• _Excerpt_

|---|

The pregnant mother would have been routinely offered free prenatal screening for Down syndrome under a state sponsored programme directed towards detecting the condition in a pregnancy.
If she subsequently had a high chance screening result for Down syndrome, based on a blood test and ultrasounds, she would be offered a free diagnostic test to confirm a diagnosis.
If she had a confirmed diagnosis, she would be offered a selective abortion, paid for by New Zealanders. We don’t know whether she would have availed herself of the opportunity to abandon Leo before birth. We know that she may be encouraged to have an abortion by New Zealand medical professionals.
Mothers in these situations want to be pregnant. That is why they are receiving prenatal care. They deserve the same empathy and support in continuing their pregnancy that they enjoyed before an unexpected diagnosis. We can, and should have empathy for women in these situations.
Unfortunately, we know that in the majority of cases worldwide, a prenatal abandonment would be the outcome. The odds are well against the Leo’s of this world being born at all in first-world countries with national screening programmes.
We do know that Samuel Forest would have had no rights as the father of Leo if the pregnant mother chose a Down syndrome selective abortion.
Prenatal abandonment is our cultural norm, and widely accepted in many countries. And what we do is work for our children to be born free from discrimination.
So here is the rub. We rightly reject Armenia’s culture of abandonment, but we have our own cultures of abandonment. We just dress it up differently. We condemn one and endorse the other. That needs to change to build a culture of inclusion.
Off course, baby Leo’s story is fantastic, saved from being abandoned, destined for a better more promising life. It’s been leading news, and that’s excellent too. People have rallied behind Samuel because they see the value in his baby’s life and the brave choice he made in a tough situation. It’s a brave and right choice.
Father to father, and Kiwi to Kiwi, I will stand with Samuel and Leo to build a better culture of inclusion for our children. They deserve it.
And that is why we are in the business of saving those with Down syndrome. They have every right to be here, just like you and me. We need to become more ethical in these situations, remove the barriers of bias against our children, break down the culture of abandonment, and build an inclusive world for all.

|---|

• _Apply what you read_
1. In the piece on Down syndrome screening, what is the mother offered after a high chance screening result?
2. Continue the piece on Down syndrome screening from where it stops.

(Dataset entries)

|---|

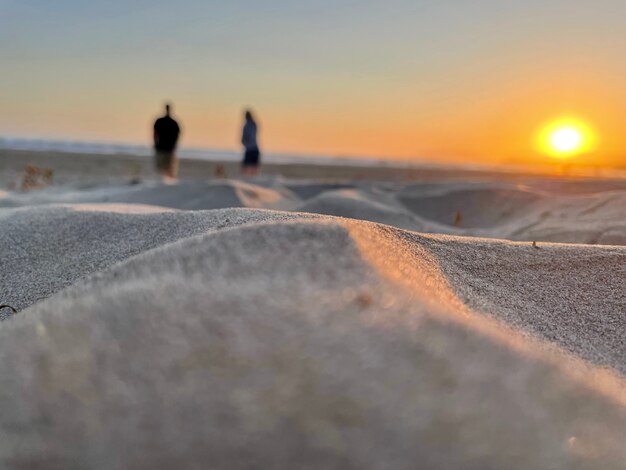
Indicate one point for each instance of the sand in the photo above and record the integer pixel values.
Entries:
(278, 323)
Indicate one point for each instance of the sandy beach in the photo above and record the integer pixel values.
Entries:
(313, 317)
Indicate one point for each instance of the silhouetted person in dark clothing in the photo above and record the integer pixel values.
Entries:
(252, 155)
(166, 133)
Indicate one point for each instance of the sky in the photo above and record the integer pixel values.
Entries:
(458, 80)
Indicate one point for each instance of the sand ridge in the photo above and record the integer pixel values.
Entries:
(151, 336)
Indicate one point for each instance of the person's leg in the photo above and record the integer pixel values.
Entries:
(173, 170)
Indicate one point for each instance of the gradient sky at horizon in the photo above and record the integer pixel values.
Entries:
(459, 79)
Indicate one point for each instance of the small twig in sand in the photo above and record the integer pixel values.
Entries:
(458, 218)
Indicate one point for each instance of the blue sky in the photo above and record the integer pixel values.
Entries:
(98, 70)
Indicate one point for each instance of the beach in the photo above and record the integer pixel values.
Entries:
(317, 316)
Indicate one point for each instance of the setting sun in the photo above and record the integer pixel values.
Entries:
(566, 138)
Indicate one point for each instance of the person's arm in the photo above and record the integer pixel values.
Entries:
(244, 136)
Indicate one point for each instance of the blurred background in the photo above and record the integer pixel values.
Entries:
(448, 80)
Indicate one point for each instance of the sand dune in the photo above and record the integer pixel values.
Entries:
(273, 341)
(535, 212)
(150, 335)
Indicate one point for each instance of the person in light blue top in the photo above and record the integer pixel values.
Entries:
(252, 154)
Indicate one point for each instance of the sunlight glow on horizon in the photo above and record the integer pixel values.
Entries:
(566, 138)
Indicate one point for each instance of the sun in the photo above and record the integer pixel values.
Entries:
(565, 138)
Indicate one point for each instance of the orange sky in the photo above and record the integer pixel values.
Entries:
(439, 80)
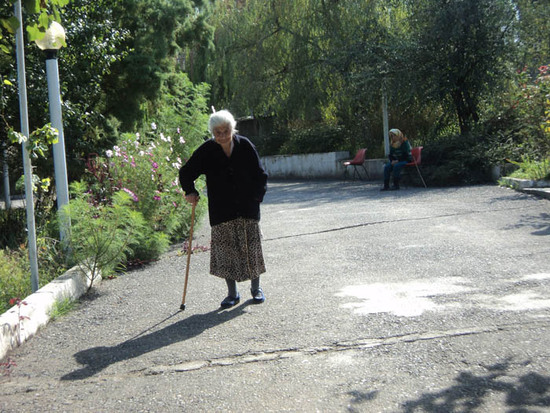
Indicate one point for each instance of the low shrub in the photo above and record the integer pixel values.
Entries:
(102, 235)
(14, 277)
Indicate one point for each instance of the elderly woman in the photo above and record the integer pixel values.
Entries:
(399, 156)
(236, 183)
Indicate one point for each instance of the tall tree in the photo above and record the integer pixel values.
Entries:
(461, 50)
(158, 32)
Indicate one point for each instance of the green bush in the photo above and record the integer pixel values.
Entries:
(14, 277)
(534, 170)
(318, 139)
(101, 236)
(14, 224)
(456, 160)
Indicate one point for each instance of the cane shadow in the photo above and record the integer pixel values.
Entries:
(96, 359)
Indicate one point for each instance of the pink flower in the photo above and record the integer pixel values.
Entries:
(134, 196)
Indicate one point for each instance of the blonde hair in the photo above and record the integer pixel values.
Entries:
(396, 137)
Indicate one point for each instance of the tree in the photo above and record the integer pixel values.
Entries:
(460, 51)
(158, 33)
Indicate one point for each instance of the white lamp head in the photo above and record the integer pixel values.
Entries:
(54, 38)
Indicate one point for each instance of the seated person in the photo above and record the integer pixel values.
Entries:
(399, 156)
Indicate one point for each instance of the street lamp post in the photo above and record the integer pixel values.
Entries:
(53, 40)
(27, 166)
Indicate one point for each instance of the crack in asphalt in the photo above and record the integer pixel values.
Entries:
(366, 224)
(14, 386)
(359, 344)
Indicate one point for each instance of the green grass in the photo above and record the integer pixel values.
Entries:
(61, 308)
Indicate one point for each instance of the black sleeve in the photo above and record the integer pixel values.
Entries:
(192, 169)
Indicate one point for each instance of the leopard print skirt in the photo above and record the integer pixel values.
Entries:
(236, 250)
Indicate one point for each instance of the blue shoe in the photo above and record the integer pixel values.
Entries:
(230, 301)
(258, 296)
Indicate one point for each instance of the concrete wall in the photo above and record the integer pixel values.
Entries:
(317, 166)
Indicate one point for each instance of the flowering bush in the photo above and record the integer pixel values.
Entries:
(145, 166)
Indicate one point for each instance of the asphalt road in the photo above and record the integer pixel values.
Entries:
(419, 300)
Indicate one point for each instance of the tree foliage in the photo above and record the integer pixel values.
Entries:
(319, 61)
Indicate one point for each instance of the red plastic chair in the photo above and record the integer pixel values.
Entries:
(416, 153)
(357, 161)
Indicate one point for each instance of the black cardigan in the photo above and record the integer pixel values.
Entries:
(235, 185)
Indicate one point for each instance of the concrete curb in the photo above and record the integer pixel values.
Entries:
(539, 188)
(20, 323)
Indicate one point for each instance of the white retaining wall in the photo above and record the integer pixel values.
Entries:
(317, 165)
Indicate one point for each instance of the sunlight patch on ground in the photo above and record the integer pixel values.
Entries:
(406, 299)
(541, 276)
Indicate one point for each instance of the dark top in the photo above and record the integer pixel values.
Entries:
(402, 153)
(235, 185)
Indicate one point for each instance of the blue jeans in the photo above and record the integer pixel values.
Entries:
(395, 169)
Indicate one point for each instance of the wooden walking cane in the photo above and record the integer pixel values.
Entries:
(182, 306)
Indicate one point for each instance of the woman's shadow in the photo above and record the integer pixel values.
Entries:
(97, 358)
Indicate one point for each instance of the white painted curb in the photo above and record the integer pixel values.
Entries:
(19, 324)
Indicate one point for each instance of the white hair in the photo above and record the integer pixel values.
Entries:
(222, 117)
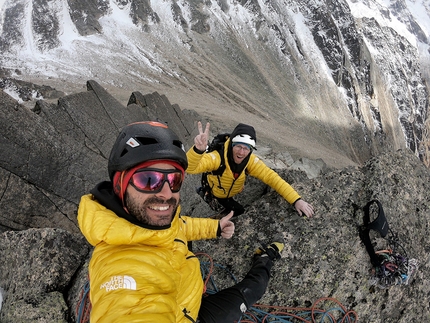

|---|

• _Answers for each item_
1. A free diagnostic test to confirm a diagnosis.

2.
Around 50 years ago it was also common practice in New Zealand to recommend putting newborn babies with Down syndrome into an institution. Our last large psychopaedic hospital only closed in 2007. Adoption fortunately replaced institutionalisation as an option from the 1970s and 80s, but sadly around the same time antenatal screening and testing were introduced. I am conscious that both my adopted daughters may owe their lives to the fact that both birth mothers were too young to qualify for free antenatal screening; now with the requirement for midwives to offer antenatal screening to every pregnant woman, no woman is too young.
I been single mother of my STEPHANIE since her ignorant dad walked out on us because “he dont have retarded kids” N AM REALLY PROUD TO SAY ITS BEEN THE BEST 15 years of my life!!!
yes-at least he got born! In NZ fortunately to have a DS baby does not bring shame on the family as it appears to in Armenia (you have to wonder if they would be up there with Denmark and be “DS-free” within a couple of generations should routine screening become available there)……but, there is pressure to abort in NZ (and Denmark) for other reasons such as….well what? The child will be a burden on parents, family & society? So is shame any worse than the notion of burden?
That is not correct for Denmark.
Thank you for sharing both the “beginning” of this story and how it relates to the bigger issues.